• Task requirements:
Rewrite the stretch from the line containing "Instruction for this HIT: find and box each distant forest" through the end of the records, keeping every line, requests included. Multiply each box coordinate in the answers by 2.2 and round to a whole number, with halves rounded up; leave the numbers in the requests and format lines unchanged.

• Material for this exercise:
-*-*-

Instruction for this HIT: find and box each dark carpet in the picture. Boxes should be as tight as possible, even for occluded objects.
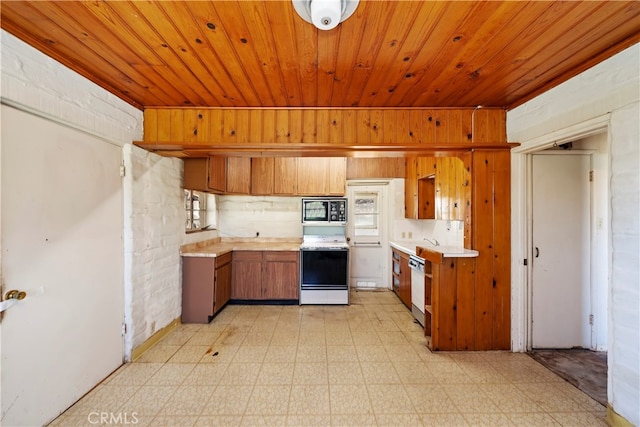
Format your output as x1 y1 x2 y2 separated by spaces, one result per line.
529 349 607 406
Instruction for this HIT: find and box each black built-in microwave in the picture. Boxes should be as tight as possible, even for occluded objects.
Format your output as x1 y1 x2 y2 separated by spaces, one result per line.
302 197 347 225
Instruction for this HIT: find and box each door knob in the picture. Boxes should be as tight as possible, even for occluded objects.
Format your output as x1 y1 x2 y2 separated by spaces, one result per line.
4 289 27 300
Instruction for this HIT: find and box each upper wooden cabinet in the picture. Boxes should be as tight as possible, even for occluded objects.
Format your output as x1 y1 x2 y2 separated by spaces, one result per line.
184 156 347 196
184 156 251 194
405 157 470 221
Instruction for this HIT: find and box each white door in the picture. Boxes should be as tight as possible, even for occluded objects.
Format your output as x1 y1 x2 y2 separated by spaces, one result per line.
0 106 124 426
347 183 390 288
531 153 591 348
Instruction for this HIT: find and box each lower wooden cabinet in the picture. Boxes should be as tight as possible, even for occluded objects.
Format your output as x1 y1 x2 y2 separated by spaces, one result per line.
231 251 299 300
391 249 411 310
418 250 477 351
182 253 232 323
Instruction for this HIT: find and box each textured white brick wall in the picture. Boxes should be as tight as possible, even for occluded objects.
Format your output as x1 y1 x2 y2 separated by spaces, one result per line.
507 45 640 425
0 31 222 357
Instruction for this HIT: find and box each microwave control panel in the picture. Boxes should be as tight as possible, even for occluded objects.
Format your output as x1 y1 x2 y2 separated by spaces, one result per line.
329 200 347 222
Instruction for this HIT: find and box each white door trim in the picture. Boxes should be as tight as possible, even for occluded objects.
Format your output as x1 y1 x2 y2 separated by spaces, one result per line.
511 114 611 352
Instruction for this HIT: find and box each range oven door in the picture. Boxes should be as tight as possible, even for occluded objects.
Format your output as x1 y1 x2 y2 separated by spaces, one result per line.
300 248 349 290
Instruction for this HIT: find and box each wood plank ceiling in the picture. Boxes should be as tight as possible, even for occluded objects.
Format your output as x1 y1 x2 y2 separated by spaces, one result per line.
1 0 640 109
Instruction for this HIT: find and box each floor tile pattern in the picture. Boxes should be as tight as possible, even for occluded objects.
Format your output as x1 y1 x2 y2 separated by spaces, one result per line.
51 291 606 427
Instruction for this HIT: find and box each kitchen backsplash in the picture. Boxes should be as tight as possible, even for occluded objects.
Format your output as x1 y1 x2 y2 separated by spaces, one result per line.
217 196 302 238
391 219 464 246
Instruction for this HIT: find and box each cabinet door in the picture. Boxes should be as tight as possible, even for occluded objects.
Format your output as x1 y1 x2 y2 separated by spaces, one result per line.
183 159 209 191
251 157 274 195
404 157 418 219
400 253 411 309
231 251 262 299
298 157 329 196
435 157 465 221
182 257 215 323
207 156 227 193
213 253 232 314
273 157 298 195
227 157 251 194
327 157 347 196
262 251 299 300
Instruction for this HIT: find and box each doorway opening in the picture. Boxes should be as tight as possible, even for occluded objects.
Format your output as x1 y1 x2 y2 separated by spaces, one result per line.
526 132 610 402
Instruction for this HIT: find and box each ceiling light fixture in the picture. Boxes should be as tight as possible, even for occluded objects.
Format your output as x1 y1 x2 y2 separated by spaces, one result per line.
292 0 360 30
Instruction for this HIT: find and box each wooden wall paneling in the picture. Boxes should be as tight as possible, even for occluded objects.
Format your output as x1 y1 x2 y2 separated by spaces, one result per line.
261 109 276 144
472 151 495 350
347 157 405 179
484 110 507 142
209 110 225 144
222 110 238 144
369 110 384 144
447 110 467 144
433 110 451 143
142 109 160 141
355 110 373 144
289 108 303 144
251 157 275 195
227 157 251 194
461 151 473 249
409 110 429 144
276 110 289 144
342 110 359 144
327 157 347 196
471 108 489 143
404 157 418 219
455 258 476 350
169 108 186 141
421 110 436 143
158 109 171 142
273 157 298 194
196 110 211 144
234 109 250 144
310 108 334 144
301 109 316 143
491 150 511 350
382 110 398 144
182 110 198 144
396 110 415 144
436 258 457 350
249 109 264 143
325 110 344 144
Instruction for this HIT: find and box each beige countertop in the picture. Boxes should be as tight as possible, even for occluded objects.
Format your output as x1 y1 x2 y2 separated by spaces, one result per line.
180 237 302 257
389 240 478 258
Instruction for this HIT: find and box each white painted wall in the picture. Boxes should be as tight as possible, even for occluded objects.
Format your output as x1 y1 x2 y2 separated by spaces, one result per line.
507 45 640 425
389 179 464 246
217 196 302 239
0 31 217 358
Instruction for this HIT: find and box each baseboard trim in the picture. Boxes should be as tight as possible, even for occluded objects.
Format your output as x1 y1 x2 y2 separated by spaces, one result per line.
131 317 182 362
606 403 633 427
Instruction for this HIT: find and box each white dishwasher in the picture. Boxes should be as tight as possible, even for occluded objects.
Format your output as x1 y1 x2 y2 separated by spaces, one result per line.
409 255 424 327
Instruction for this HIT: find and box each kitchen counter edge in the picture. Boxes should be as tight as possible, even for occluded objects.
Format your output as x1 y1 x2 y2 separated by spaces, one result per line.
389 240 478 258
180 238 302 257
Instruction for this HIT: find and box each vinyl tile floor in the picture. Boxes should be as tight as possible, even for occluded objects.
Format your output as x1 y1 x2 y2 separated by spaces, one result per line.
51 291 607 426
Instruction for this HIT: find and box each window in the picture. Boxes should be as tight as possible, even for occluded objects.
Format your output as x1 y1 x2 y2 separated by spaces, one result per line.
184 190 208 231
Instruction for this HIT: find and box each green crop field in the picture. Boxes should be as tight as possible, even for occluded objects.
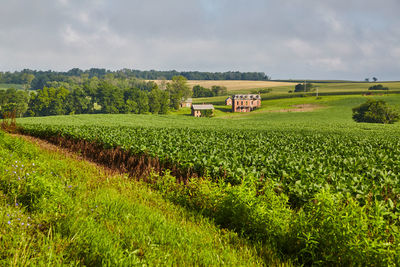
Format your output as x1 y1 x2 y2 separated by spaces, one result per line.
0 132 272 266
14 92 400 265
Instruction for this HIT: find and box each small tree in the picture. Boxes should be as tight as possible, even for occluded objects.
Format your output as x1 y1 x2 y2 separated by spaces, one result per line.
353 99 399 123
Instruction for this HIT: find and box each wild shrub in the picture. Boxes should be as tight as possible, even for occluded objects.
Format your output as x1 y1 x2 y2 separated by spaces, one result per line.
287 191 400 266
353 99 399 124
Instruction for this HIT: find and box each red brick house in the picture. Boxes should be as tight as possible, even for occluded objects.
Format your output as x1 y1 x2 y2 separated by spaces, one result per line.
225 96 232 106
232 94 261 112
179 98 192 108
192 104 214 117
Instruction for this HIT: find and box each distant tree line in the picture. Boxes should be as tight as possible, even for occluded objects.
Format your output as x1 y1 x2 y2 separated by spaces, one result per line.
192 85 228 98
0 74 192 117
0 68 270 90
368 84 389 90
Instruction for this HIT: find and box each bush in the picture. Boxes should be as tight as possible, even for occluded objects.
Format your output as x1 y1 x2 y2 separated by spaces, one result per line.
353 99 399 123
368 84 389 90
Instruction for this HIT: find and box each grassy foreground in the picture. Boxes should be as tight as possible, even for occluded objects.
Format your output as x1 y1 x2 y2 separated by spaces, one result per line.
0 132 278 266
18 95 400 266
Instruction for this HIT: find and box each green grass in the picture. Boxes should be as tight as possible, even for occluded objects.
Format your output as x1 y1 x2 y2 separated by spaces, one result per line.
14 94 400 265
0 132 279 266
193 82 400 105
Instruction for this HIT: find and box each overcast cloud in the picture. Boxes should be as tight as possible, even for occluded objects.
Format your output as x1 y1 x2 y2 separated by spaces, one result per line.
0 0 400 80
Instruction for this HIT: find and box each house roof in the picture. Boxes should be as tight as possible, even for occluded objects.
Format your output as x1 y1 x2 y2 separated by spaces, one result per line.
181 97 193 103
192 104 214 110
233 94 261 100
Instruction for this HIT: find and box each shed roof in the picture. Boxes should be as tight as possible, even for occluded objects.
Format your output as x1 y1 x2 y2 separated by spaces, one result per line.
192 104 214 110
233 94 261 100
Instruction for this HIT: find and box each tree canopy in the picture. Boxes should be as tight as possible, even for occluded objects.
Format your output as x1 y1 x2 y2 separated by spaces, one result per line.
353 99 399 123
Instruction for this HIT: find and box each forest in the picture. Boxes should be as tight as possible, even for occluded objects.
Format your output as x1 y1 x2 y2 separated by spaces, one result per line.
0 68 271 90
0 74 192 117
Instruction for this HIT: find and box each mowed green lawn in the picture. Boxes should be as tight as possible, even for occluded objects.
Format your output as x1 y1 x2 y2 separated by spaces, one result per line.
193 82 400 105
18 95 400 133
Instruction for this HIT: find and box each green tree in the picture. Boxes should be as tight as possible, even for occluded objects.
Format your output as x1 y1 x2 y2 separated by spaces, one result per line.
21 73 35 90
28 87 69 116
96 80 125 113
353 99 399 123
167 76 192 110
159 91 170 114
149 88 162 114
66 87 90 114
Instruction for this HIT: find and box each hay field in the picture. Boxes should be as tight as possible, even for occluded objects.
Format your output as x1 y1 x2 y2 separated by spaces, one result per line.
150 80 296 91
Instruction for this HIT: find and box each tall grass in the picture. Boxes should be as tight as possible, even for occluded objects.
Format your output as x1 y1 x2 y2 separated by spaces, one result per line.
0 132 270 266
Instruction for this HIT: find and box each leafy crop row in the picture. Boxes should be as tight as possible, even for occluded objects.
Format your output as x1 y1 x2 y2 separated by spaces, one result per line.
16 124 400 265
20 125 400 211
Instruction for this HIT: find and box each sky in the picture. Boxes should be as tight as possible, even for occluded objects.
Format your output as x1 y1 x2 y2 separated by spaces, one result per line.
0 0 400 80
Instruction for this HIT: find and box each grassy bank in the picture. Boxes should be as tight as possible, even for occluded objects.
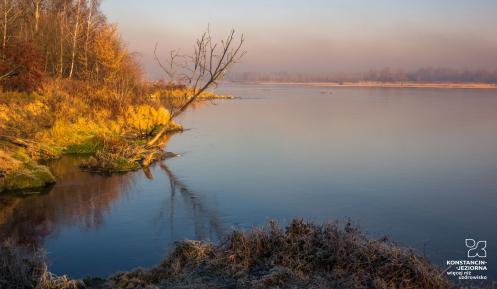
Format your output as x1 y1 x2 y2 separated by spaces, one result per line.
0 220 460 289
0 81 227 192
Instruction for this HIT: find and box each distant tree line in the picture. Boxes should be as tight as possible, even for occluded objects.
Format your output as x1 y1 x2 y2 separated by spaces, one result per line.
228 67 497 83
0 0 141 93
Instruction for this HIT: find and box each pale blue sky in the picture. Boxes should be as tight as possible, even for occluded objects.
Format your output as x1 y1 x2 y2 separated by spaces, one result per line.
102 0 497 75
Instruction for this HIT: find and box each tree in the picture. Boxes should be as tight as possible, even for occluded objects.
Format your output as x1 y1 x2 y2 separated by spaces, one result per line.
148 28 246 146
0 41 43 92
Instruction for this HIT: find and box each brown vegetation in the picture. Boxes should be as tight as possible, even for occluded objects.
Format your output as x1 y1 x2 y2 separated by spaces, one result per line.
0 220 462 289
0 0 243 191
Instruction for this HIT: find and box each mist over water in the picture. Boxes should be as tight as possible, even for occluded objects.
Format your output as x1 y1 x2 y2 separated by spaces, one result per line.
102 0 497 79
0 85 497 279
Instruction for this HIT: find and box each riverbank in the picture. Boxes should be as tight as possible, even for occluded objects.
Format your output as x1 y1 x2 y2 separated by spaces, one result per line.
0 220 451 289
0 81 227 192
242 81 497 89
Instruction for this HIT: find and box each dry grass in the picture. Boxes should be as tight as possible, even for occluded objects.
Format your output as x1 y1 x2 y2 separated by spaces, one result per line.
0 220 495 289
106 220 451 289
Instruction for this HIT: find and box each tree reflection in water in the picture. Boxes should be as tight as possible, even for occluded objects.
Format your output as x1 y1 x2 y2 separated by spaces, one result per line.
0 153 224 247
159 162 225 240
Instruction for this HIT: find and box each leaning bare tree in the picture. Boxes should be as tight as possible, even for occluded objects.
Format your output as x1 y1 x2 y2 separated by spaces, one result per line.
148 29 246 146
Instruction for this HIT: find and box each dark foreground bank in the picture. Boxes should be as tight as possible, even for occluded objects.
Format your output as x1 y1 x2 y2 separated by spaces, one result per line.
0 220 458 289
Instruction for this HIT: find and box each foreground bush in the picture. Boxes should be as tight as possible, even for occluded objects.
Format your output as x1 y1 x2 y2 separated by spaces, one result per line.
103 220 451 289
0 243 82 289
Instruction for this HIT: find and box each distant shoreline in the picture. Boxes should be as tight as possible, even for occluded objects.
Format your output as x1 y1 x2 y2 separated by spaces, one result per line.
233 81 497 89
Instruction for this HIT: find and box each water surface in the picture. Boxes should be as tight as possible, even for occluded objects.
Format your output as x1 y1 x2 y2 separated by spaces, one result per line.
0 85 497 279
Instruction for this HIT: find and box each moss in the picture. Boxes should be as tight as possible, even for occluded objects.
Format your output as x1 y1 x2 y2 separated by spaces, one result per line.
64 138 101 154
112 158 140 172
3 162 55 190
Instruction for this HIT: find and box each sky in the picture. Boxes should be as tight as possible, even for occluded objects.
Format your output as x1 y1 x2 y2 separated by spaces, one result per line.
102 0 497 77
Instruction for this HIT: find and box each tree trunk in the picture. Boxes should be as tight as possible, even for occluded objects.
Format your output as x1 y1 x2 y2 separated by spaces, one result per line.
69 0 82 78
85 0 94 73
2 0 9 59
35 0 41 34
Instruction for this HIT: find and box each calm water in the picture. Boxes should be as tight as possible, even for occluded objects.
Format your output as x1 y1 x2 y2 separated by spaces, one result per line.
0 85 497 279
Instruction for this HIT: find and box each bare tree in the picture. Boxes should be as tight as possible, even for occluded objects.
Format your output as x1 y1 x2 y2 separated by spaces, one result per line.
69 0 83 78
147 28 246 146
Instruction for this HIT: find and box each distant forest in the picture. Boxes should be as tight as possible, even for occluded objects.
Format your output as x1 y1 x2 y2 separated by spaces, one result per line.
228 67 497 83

-*-*-

• Full answer:
Instruction for this HIT: find and box each distant forest in the picture. Boxes should be as tight as possible, even for occluded objects.
Format your output as x1 y1 x2 y2 separated by spaces, one result per line.
502 147 1093 183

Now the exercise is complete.